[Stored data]
::::::::::

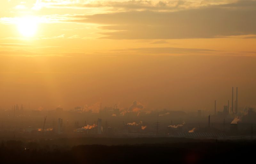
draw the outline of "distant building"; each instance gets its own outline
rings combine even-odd
[[[62,120],[59,118],[58,119],[58,134],[60,134],[62,133]]]
[[[202,111],[201,110],[198,110],[197,111],[197,117],[200,117],[202,116]]]
[[[98,121],[97,121],[97,133],[98,134],[102,134],[101,122],[101,119],[98,119]]]

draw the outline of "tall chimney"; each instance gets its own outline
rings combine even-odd
[[[214,101],[214,115],[216,115],[216,100]]]
[[[237,113],[237,87],[236,87],[236,113]]]
[[[228,100],[228,113],[229,113],[229,100]]]
[[[209,115],[209,116],[208,116],[208,125],[209,127],[209,128],[210,127],[210,115]]]
[[[232,112],[234,112],[234,87],[232,87],[232,104],[231,105],[231,110],[232,111]]]

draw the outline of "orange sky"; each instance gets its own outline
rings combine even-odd
[[[237,86],[255,105],[255,1],[2,1],[0,104],[210,110]]]

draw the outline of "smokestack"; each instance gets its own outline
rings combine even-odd
[[[231,109],[232,110],[232,112],[234,112],[234,87],[232,87],[232,104],[231,105]]]
[[[214,115],[216,115],[216,100],[214,101]]]
[[[209,128],[210,127],[210,115],[209,115],[209,116],[208,116],[208,126],[209,126]]]
[[[237,113],[237,87],[236,87],[236,113]]]
[[[229,100],[228,100],[228,113],[229,113]]]

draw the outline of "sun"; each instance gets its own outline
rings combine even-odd
[[[26,37],[35,35],[37,30],[38,21],[36,17],[27,16],[19,19],[17,22],[18,30]]]

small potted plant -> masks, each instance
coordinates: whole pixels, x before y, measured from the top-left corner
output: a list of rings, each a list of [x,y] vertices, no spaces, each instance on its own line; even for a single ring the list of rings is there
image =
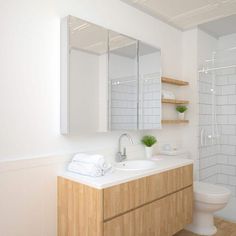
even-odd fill
[[[151,135],[146,135],[142,138],[141,142],[145,146],[147,159],[150,159],[152,157],[153,145],[157,142],[156,138]]]
[[[177,106],[176,107],[176,111],[178,112],[179,120],[184,120],[185,111],[187,111],[187,110],[188,110],[188,108],[186,106]]]

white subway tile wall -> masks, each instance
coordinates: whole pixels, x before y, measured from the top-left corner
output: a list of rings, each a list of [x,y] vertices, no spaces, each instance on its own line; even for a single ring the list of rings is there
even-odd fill
[[[212,74],[199,79],[199,178],[229,188],[236,196],[236,69],[221,70],[215,76],[215,110],[219,137],[212,135]]]

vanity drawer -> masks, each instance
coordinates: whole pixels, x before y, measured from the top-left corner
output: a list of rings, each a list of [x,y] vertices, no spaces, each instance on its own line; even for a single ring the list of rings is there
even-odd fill
[[[104,220],[157,200],[193,183],[193,166],[143,177],[104,189]]]
[[[104,223],[104,236],[172,236],[192,221],[193,188],[185,188]]]

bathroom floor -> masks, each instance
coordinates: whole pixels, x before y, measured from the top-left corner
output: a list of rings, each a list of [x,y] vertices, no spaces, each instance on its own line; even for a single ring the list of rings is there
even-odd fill
[[[219,218],[215,218],[215,224],[218,228],[215,236],[236,236],[236,224],[231,223]],[[175,236],[199,236],[198,234],[191,233],[186,230],[182,230],[179,233],[175,234]]]

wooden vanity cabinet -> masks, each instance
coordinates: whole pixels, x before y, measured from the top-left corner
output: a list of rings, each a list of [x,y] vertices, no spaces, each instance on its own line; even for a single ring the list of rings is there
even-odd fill
[[[192,221],[193,166],[105,189],[58,177],[59,236],[171,236]]]

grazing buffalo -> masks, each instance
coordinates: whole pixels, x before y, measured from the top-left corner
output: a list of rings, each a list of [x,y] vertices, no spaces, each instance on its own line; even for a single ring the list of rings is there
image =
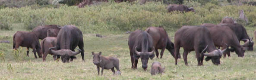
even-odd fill
[[[175,65],[177,65],[177,54],[180,54],[180,47],[183,47],[184,49],[183,58],[186,65],[188,65],[186,59],[188,53],[193,50],[196,51],[198,65],[202,65],[205,55],[207,56],[205,61],[211,59],[214,65],[220,64],[220,58],[227,48],[222,51],[217,49],[212,39],[210,32],[206,27],[202,26],[181,27],[176,31],[174,36]],[[205,53],[205,51],[209,53]]]
[[[93,55],[93,64],[97,66],[98,75],[100,74],[100,67],[101,68],[101,75],[103,74],[103,70],[110,69],[113,73],[113,75],[121,74],[121,71],[119,69],[119,60],[113,57],[105,57],[101,55],[101,52],[98,53],[92,52]],[[117,70],[117,73],[114,68]]]
[[[153,39],[147,32],[136,30],[129,37],[128,45],[132,62],[132,68],[137,68],[138,59],[140,58],[142,68],[144,70],[148,68],[149,58],[152,59],[155,57]]]
[[[249,47],[248,49],[249,51],[252,51],[253,50],[253,37],[250,38],[245,28],[242,25],[239,24],[220,24],[219,25],[221,26],[227,26],[229,27],[232,30],[233,30],[237,37],[238,39],[238,41],[243,41],[245,43],[249,41],[249,43],[246,43],[245,44],[245,46]]]
[[[61,60],[63,62],[69,62],[70,58],[71,58],[70,61],[73,61],[73,59],[76,58],[76,57],[74,55],[65,55],[65,53],[62,53],[62,52],[66,51],[66,49],[70,49],[73,51],[75,51],[75,48],[78,46],[82,50],[81,55],[82,59],[84,61],[84,52],[85,51],[83,49],[84,42],[82,31],[78,28],[73,25],[65,25],[61,28],[58,34],[57,44],[56,46],[57,51],[54,50],[50,50],[50,52],[52,52],[54,55],[57,55],[57,58],[59,58],[59,55],[61,55],[62,56]],[[52,52],[53,51],[55,52]],[[57,53],[58,53],[55,54]],[[67,56],[65,56],[65,55]]]
[[[54,29],[48,29],[47,30],[47,37],[57,37],[58,36],[59,31]]]
[[[153,38],[153,44],[155,51],[156,57],[158,58],[159,53],[158,49],[161,49],[161,58],[163,57],[164,52],[165,48],[171,52],[171,55],[174,57],[174,44],[170,40],[168,34],[164,28],[151,27],[147,28],[145,30]]]
[[[45,61],[45,58],[47,56],[48,53],[53,55],[52,53],[50,52],[49,48],[56,46],[57,39],[55,37],[47,37],[41,41],[41,53],[43,55],[43,61]],[[54,60],[56,59],[56,55],[54,55]]]
[[[33,49],[35,58],[37,58],[36,52],[39,58],[42,57],[40,53],[41,47],[38,38],[35,33],[21,31],[16,32],[13,35],[13,49],[16,50],[20,46],[27,47],[27,56],[28,56],[30,48]]]
[[[224,43],[226,43],[231,48],[234,49],[238,57],[244,56],[245,50],[248,49],[248,47],[245,46],[249,43],[249,41],[246,42],[245,45],[240,45],[236,34],[229,27],[219,25],[212,26],[209,25],[212,25],[212,24],[203,24],[202,25],[207,27],[210,31],[211,37],[213,39],[215,46],[222,46],[222,49],[226,48],[227,47],[224,46]],[[226,57],[227,54],[229,57],[230,56],[230,50],[228,49],[223,53],[224,58]]]
[[[54,29],[57,30],[57,32],[60,28],[60,26],[52,25],[48,25],[39,26],[33,29],[32,32],[36,34],[38,39],[43,40],[47,37],[47,31],[50,29]]]
[[[170,4],[166,8],[168,10],[168,12],[174,11],[179,11],[182,12],[195,12],[193,7],[188,8],[186,6],[183,4]]]
[[[160,63],[155,62],[152,63],[150,73],[151,75],[155,75],[157,74],[162,74],[164,72],[164,68],[163,68]]]

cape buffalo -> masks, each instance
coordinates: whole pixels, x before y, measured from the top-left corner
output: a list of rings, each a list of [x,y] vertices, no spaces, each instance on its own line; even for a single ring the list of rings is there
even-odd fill
[[[47,37],[47,30],[54,29],[57,30],[57,32],[61,28],[59,25],[48,25],[39,26],[33,29],[32,32],[35,32],[38,37],[38,39],[43,40]]]
[[[137,68],[138,59],[141,58],[142,68],[146,70],[149,58],[155,57],[153,39],[147,32],[136,30],[129,37],[128,44],[130,50],[132,68]]]
[[[175,65],[177,65],[177,54],[180,54],[180,47],[183,47],[184,49],[183,58],[186,65],[188,65],[186,59],[188,53],[193,50],[196,51],[198,65],[202,65],[204,55],[207,56],[205,61],[211,59],[214,65],[220,64],[220,58],[223,52],[227,48],[222,51],[217,49],[212,39],[209,31],[203,26],[183,26],[181,27],[176,31],[174,36]],[[205,51],[209,53],[205,53]]]
[[[195,12],[195,10],[193,7],[188,8],[187,6],[183,4],[170,4],[165,8],[167,9],[168,12],[171,12],[173,11],[185,12],[189,11]]]
[[[162,74],[164,72],[164,68],[163,68],[160,63],[155,62],[152,63],[150,73],[151,75],[155,75],[157,74]]]
[[[210,24],[209,25],[209,24]],[[203,24],[203,26],[207,28],[211,33],[211,37],[213,39],[214,45],[216,46],[222,46],[222,49],[227,48],[224,46],[224,43],[226,43],[232,48],[234,49],[238,57],[243,57],[244,53],[248,47],[246,46],[249,43],[249,41],[246,42],[245,45],[240,45],[236,35],[236,34],[229,27],[227,26],[221,26],[219,25],[215,25],[214,26],[211,24]],[[230,56],[230,50],[228,49],[223,53],[224,57],[226,57],[226,55]]]
[[[57,37],[58,36],[59,30],[54,29],[50,29],[47,30],[47,37]]]
[[[16,50],[19,46],[27,47],[27,56],[28,56],[29,48],[33,49],[35,58],[37,58],[36,51],[39,58],[41,58],[40,53],[41,47],[38,38],[33,32],[18,31],[13,35],[13,49]]]
[[[60,52],[66,49],[70,49],[75,51],[75,48],[78,46],[81,50],[81,55],[82,60],[84,61],[84,43],[82,31],[73,25],[65,25],[60,29],[58,34],[57,44],[56,46],[57,51],[52,50],[50,50],[50,52],[54,55],[57,55],[57,58],[59,58],[59,55],[61,55],[61,60],[63,62],[66,62],[67,61],[69,62],[70,58],[71,61],[73,61],[73,59],[76,58],[74,55],[72,56],[68,55],[65,56],[66,55],[65,54],[62,54]],[[55,52],[52,52],[53,51]]]
[[[155,51],[156,57],[158,58],[158,49],[161,49],[160,55],[162,58],[164,52],[165,48],[170,52],[171,55],[174,57],[174,44],[170,40],[168,34],[165,31],[164,28],[151,27],[147,28],[145,30],[153,38],[153,44]]]
[[[119,69],[119,60],[118,58],[111,57],[105,57],[101,55],[101,52],[98,53],[95,53],[92,52],[93,55],[93,64],[97,66],[98,75],[100,74],[100,67],[101,68],[101,75],[103,74],[103,70],[110,69],[113,73],[113,75],[116,74],[121,74],[121,71]],[[115,68],[117,70],[116,73]]]
[[[245,28],[242,25],[239,24],[221,24],[221,26],[227,26],[229,27],[235,33],[238,41],[243,41],[245,43],[249,40],[249,43],[245,44],[245,46],[249,47],[248,50],[253,50],[253,37],[250,38]]]
[[[56,46],[57,39],[55,37],[47,37],[41,41],[41,53],[43,54],[43,61],[45,61],[45,58],[48,53],[53,55],[52,53],[49,52],[49,48]],[[53,58],[56,60],[56,55],[54,55]]]

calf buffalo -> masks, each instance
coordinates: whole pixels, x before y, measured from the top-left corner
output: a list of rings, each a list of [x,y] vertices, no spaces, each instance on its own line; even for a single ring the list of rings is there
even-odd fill
[[[207,27],[210,31],[211,37],[213,39],[215,46],[222,46],[223,49],[226,48],[227,47],[224,46],[225,44],[224,43],[226,43],[235,49],[238,57],[244,56],[244,52],[248,47],[245,46],[249,43],[248,41],[246,42],[245,45],[240,45],[236,34],[229,27],[221,26],[219,25],[212,26],[211,25],[213,25],[211,24],[204,24],[202,25]],[[226,57],[227,54],[229,57],[230,56],[230,50],[228,50],[224,53],[224,58]]]
[[[160,63],[155,62],[152,63],[150,73],[151,75],[155,75],[157,74],[162,74],[164,72],[164,68],[163,68]]]
[[[48,25],[39,26],[33,29],[32,32],[36,34],[38,37],[38,39],[43,40],[47,37],[47,31],[50,29],[57,30],[59,32],[61,27],[60,26],[52,25]]]
[[[195,12],[195,10],[193,7],[188,8],[186,6],[182,4],[170,4],[166,8],[168,10],[168,12],[174,11],[185,12],[189,11]]]
[[[104,57],[101,55],[101,52],[99,53],[95,53],[92,52],[92,54],[93,55],[93,64],[97,66],[98,75],[100,74],[100,67],[101,68],[101,75],[103,74],[103,70],[110,69],[113,72],[113,75],[115,74],[121,74],[121,71],[119,69],[119,60],[118,58]],[[114,69],[115,68],[117,70],[116,73]]]
[[[60,30],[57,36],[57,44],[56,47],[57,51],[50,50],[50,52],[54,51],[55,52],[52,53],[57,55],[57,58],[59,58],[59,55],[61,55],[63,62],[69,62],[70,58],[70,61],[73,61],[73,59],[76,58],[76,57],[74,55],[70,56],[71,55],[68,55],[65,56],[66,55],[65,55],[65,53],[63,53],[62,55],[57,55],[54,53],[58,53],[57,54],[62,54],[61,52],[66,51],[66,49],[70,49],[73,51],[75,51],[75,49],[78,46],[81,50],[81,55],[82,59],[84,61],[84,43],[82,31],[74,26],[65,25]]]
[[[140,58],[142,63],[142,68],[146,70],[148,68],[148,62],[150,58],[155,57],[153,39],[147,32],[136,30],[129,37],[128,45],[132,62],[132,68],[137,68],[138,59]]]
[[[27,56],[28,56],[29,48],[33,49],[35,58],[37,58],[36,51],[39,58],[41,58],[40,53],[41,47],[38,38],[35,34],[32,32],[18,31],[13,35],[13,49],[16,50],[19,46],[27,47]]]
[[[41,53],[43,54],[43,61],[45,61],[45,58],[48,53],[53,55],[52,53],[49,52],[49,48],[56,46],[57,39],[55,37],[47,37],[41,41]],[[54,55],[54,58],[56,60],[56,55]]]
[[[214,65],[220,64],[220,58],[223,52],[217,49],[210,36],[209,31],[205,27],[201,26],[184,26],[178,30],[174,36],[175,65],[177,65],[178,55],[180,47],[184,49],[183,58],[185,64],[188,65],[187,55],[192,51],[196,51],[198,65],[202,65],[204,55],[207,56],[205,61],[212,59]],[[207,51],[209,53],[204,53]]]
[[[169,39],[168,34],[164,28],[151,27],[146,29],[145,31],[153,38],[153,46],[155,47],[155,54],[158,58],[159,55],[158,49],[162,49],[160,53],[161,58],[165,48],[167,49],[171,55],[174,57],[174,44]]]

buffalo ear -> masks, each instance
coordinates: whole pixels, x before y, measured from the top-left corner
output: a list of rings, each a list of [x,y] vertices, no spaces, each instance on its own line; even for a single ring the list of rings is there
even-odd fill
[[[211,59],[212,58],[211,57],[207,57],[205,58],[205,61],[206,62],[209,61],[210,59]]]
[[[136,60],[139,59],[139,57],[140,57],[140,56],[139,56],[139,55],[133,55],[133,58]]]
[[[149,57],[150,57],[150,59],[152,59],[153,58],[154,58],[154,57],[155,57],[155,54],[153,54],[152,55],[149,55]]]

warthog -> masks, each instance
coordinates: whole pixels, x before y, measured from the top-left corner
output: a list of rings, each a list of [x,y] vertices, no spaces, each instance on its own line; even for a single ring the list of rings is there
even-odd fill
[[[161,66],[161,64],[159,62],[153,62],[151,65],[151,71],[150,71],[151,75],[155,75],[157,74],[161,74],[162,73],[164,73],[164,68],[163,68]]]

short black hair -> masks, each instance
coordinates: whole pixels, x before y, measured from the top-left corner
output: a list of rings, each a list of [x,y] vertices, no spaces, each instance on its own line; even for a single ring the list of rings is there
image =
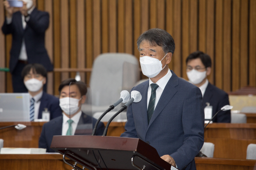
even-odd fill
[[[153,28],[145,31],[137,39],[137,46],[139,50],[139,45],[143,41],[148,42],[152,46],[162,47],[164,52],[173,54],[175,49],[175,43],[172,36],[166,31],[159,28]]]
[[[24,79],[25,76],[29,74],[31,69],[34,74],[41,74],[43,77],[45,78],[47,76],[47,71],[46,71],[46,69],[41,64],[34,63],[33,64],[28,64],[24,67],[21,72],[21,77],[23,79]]]
[[[200,58],[201,59],[201,61],[205,68],[211,67],[211,59],[210,56],[200,51],[190,54],[186,59],[186,64],[187,65],[188,62],[190,60],[197,58]]]
[[[86,84],[82,81],[77,81],[74,78],[68,78],[61,82],[59,86],[59,92],[60,93],[61,90],[62,90],[62,89],[64,87],[67,85],[69,86],[70,85],[75,85],[77,86],[78,89],[79,89],[81,96],[86,95],[87,93],[87,87]]]

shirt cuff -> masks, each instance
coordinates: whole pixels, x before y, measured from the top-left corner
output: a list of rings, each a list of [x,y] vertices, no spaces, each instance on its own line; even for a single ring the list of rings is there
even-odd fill
[[[10,24],[12,22],[12,17],[11,18],[6,17],[6,23],[7,24]]]

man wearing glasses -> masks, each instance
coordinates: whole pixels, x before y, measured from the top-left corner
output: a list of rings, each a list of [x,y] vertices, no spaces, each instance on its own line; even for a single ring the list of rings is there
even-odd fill
[[[209,82],[207,76],[211,70],[211,60],[208,55],[200,51],[193,52],[187,58],[186,63],[189,81],[202,92],[205,119],[209,120],[222,107],[230,104],[228,95]],[[230,123],[230,110],[219,112],[212,119],[214,122]]]

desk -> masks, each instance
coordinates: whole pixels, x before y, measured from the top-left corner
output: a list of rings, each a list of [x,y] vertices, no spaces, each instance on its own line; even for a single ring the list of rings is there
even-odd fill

::::::::::

Written problem
Print everything from the line containing "white subway tile" down to the line containing "[[[104,223],[104,236],[172,236],[192,221],[193,188],[185,188]]]", with both of those lines included and every line reproduced without change.

Answer to the task
white subway tile wall -> masks, each instance
coordinates: whole pixels, x before y, measured from the top-left corner
output: a list of rings, each a list of [x,y] vertices, no spaces, each instance on its own line; even for a single ring the list of rings is there
even-odd fill
[[[212,74],[199,79],[199,178],[229,188],[236,196],[236,69],[221,70],[215,76],[215,110],[219,137],[212,135]]]

vanity drawer -> masks, each instance
coordinates: whole pixels, x before y, measured from the top-left corner
output: a list of rings, each a list of [x,y] vertices, no spaces, each instance on its own line; even for a single ring the list of rings is there
even-odd fill
[[[104,220],[157,200],[193,183],[193,166],[143,177],[104,189]]]
[[[104,223],[104,236],[172,236],[192,221],[193,188],[185,188]]]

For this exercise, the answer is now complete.